* _Problem to solve_
Return the full set of entries precisely. Do not carry over any pictures.

* _Task material_
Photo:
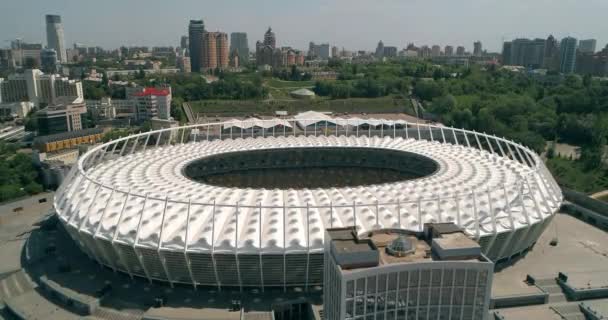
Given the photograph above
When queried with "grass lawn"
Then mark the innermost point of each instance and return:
(571, 174)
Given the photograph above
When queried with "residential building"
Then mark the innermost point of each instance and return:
(524, 52)
(477, 49)
(67, 140)
(15, 109)
(439, 273)
(184, 42)
(551, 58)
(183, 63)
(460, 51)
(587, 46)
(568, 55)
(268, 55)
(215, 46)
(196, 29)
(380, 50)
(448, 51)
(54, 36)
(62, 116)
(435, 51)
(48, 61)
(319, 51)
(152, 103)
(390, 52)
(239, 42)
(39, 88)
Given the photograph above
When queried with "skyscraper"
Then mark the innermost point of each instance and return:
(54, 36)
(196, 29)
(380, 49)
(239, 42)
(567, 55)
(477, 49)
(449, 50)
(270, 39)
(460, 51)
(587, 46)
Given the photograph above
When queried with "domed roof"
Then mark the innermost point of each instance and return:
(400, 247)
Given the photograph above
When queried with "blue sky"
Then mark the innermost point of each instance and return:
(354, 24)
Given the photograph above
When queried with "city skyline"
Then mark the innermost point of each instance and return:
(419, 22)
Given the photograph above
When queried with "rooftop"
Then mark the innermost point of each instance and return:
(354, 252)
(152, 92)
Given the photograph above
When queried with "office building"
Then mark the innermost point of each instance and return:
(196, 29)
(551, 57)
(477, 49)
(48, 61)
(62, 116)
(529, 53)
(394, 274)
(587, 46)
(567, 55)
(460, 51)
(215, 47)
(448, 51)
(152, 103)
(239, 42)
(35, 86)
(380, 49)
(54, 36)
(184, 43)
(267, 54)
(319, 51)
(435, 51)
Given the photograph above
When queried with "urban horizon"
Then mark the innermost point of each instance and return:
(343, 35)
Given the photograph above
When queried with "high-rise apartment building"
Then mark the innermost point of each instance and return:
(435, 51)
(460, 51)
(62, 116)
(448, 51)
(48, 60)
(477, 49)
(54, 36)
(216, 52)
(524, 52)
(551, 57)
(196, 29)
(587, 46)
(380, 49)
(184, 42)
(436, 274)
(319, 51)
(568, 55)
(39, 88)
(152, 103)
(239, 42)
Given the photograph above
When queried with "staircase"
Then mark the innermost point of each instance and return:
(14, 284)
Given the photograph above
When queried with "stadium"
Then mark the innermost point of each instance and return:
(246, 203)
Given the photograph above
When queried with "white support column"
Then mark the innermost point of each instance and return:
(134, 145)
(260, 248)
(115, 235)
(137, 253)
(161, 257)
(488, 142)
(217, 277)
(476, 215)
(236, 247)
(186, 257)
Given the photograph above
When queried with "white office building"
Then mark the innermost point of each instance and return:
(397, 274)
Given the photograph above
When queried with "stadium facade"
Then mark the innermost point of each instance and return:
(140, 204)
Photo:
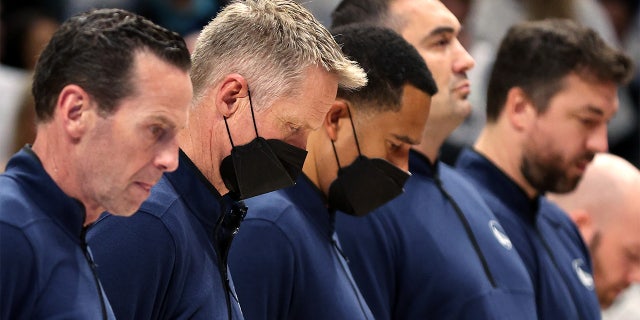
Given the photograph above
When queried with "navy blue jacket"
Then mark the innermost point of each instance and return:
(286, 261)
(45, 268)
(160, 263)
(436, 252)
(547, 240)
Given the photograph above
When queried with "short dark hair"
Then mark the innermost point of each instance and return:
(95, 50)
(537, 56)
(360, 11)
(390, 63)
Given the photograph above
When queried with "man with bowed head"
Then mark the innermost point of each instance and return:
(104, 137)
(606, 208)
(286, 260)
(437, 251)
(551, 93)
(257, 96)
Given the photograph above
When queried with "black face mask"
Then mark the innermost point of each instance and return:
(365, 184)
(260, 166)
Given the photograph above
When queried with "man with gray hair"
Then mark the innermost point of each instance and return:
(265, 72)
(606, 209)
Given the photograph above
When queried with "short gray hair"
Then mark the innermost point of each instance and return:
(271, 43)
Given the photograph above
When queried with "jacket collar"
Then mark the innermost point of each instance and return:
(307, 196)
(67, 212)
(487, 174)
(202, 198)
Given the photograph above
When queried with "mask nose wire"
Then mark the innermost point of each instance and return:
(253, 118)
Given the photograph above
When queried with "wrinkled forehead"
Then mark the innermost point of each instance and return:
(427, 15)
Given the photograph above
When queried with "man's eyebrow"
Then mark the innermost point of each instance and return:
(594, 110)
(441, 30)
(406, 139)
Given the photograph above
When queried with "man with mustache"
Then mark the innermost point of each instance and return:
(606, 208)
(551, 93)
(437, 251)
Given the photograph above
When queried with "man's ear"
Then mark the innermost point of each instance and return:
(519, 109)
(339, 109)
(584, 222)
(72, 108)
(233, 87)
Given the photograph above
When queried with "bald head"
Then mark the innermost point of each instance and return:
(606, 208)
(605, 191)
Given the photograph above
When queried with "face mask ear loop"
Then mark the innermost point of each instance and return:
(335, 153)
(354, 132)
(228, 132)
(255, 127)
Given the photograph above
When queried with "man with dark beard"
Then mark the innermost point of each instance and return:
(551, 93)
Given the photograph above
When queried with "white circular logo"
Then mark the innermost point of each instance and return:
(584, 276)
(500, 235)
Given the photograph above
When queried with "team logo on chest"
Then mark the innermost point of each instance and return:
(584, 276)
(500, 235)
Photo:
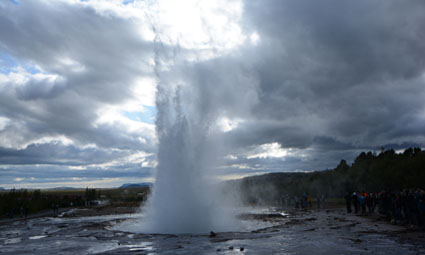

* _Exercise response_
Photo:
Given the photograph above
When queried with "grass lawn"
Then mark the innermost point of each instance and return:
(571, 174)
Given the photograph above
When queried with "residential building"
Then mark the innermost point of each instance and return:
(524, 52)
(477, 49)
(67, 140)
(15, 109)
(439, 273)
(184, 42)
(551, 58)
(183, 63)
(460, 51)
(587, 46)
(568, 55)
(268, 55)
(215, 46)
(196, 29)
(380, 50)
(448, 51)
(54, 36)
(62, 116)
(435, 51)
(48, 61)
(319, 51)
(152, 103)
(390, 52)
(239, 42)
(39, 88)
Given the photograph above
When queried with "skyscraper"
Then mark the innermost point of each instance and return:
(54, 36)
(196, 29)
(380, 49)
(239, 42)
(567, 55)
(477, 49)
(449, 50)
(270, 39)
(460, 51)
(587, 46)
Given the photograph above
When queried with "domed roof"
Then mark the innermost point of each instance and return:
(400, 247)
Given the photograph above
When queried with "blue sky"
Then mark the innermost point of each instance and return:
(354, 24)
Given the photograph above
When queried with "city skyline"
Then mark the innermost point of each instance and return:
(419, 22)
Given the photograph above
When queried with "rooftop"
Then mark the innermost point of each instance and return:
(354, 252)
(152, 92)
Given the photograph above
When queried with "office building"
Then mark the innermost point of each instance and return:
(196, 29)
(551, 57)
(477, 49)
(48, 61)
(62, 116)
(529, 53)
(394, 274)
(587, 46)
(567, 55)
(460, 51)
(215, 47)
(448, 51)
(152, 103)
(239, 42)
(35, 86)
(380, 49)
(54, 36)
(184, 43)
(267, 54)
(319, 51)
(435, 51)
Given the photograph above
When queried with "urban horizon"
Then mark the innermost point of each instance and return:
(343, 35)
Given the photograph above
When queried with "high-rise apartment building"
Then mark the innermost point of each instance and return:
(435, 51)
(460, 51)
(62, 116)
(448, 51)
(48, 60)
(477, 49)
(54, 36)
(216, 52)
(524, 52)
(551, 57)
(196, 29)
(587, 46)
(380, 49)
(184, 42)
(436, 274)
(319, 51)
(568, 55)
(39, 88)
(152, 103)
(239, 42)
Given the photograph above
When queried with "staircase"
Then mark the innermost point of each instance and return:
(14, 284)
Given the photograph above
When queried with "stadium"
Then mark the innermost point of each instance and return:
(246, 203)
Given the photograph above
When queried with "white support column"
Then mark the innermost point of each instance and return:
(134, 145)
(260, 248)
(115, 235)
(137, 253)
(161, 257)
(488, 142)
(217, 277)
(476, 215)
(236, 247)
(186, 257)
Given the photograph above
When queried with "white office building"
Then mark the innermost point of each instance and return:
(397, 274)
Given the photograph above
When queried with "stadium facade"
Then mark the innermost point of each instance and return:
(140, 204)
Photo:
Given the photograph above
When queried with "navy blue jacket"
Then mark the innermost point of each instance and return:
(286, 261)
(45, 268)
(160, 263)
(436, 252)
(547, 240)
Given the photograph above
When queried with "short dark hair"
Then mark the innermost point of each instance and return:
(95, 50)
(537, 56)
(360, 11)
(390, 63)
Given the photograph above
When queried with "man with bowed head"
Then mark the innermost point of each instance and return:
(104, 137)
(606, 208)
(286, 260)
(437, 251)
(551, 93)
(257, 96)
Given the photograph above
When queried with "black face mask"
Then mark the innermost point of each instance and return:
(365, 184)
(260, 166)
Given the photograph above
When queried with "man with gray hair"
Then mark the innermost point of each instance and return:
(265, 72)
(606, 209)
Given the photograph above
When queried with "short gray hair"
Then mark the innermost point of each instance and return:
(271, 43)
Given the photograph above
When queried with "jacket collar"
Then mark the innermost point of each instance and return:
(307, 196)
(67, 212)
(487, 174)
(202, 198)
Given the photograph above
When queried with "mask nose wire"
Then mark the innermost point of each instance and return:
(253, 118)
Given the photograph above
When queried with "wrinkled forehead"
Then mark the innermost point of each instance and return:
(427, 15)
Given the photograph above
When queried with "man's eyebrow"
Then mark the innermost point of each instance and return:
(594, 110)
(441, 30)
(406, 139)
Given the photograph above
When queried with "man with mustache"
Then mark the innermost point of each instance and return:
(606, 208)
(551, 93)
(437, 251)
Given the photograph above
When queried with "man's ear"
Then mark the innermost point of each instance and return:
(519, 109)
(339, 109)
(584, 222)
(72, 108)
(233, 87)
Given the photograph above
When queried with "bald head"
Then mark the innermost point of each instance and return:
(606, 208)
(605, 191)
Given the photograph above
When queried with "face mask ear loop"
Then mark the innermost point of each instance and return:
(335, 153)
(354, 132)
(228, 132)
(255, 127)
Given the photograph above
When queried with "man with dark beard"
Then mark the innermost point of each instance and return:
(551, 93)
Given the photograph above
When queried with "white circular logo"
Then mark the innermost point of each instance and return:
(584, 276)
(500, 235)
Given the photograph above
When queried with "team logo on chest"
Then mark the innermost point of each instance and return:
(584, 276)
(500, 235)
Photo:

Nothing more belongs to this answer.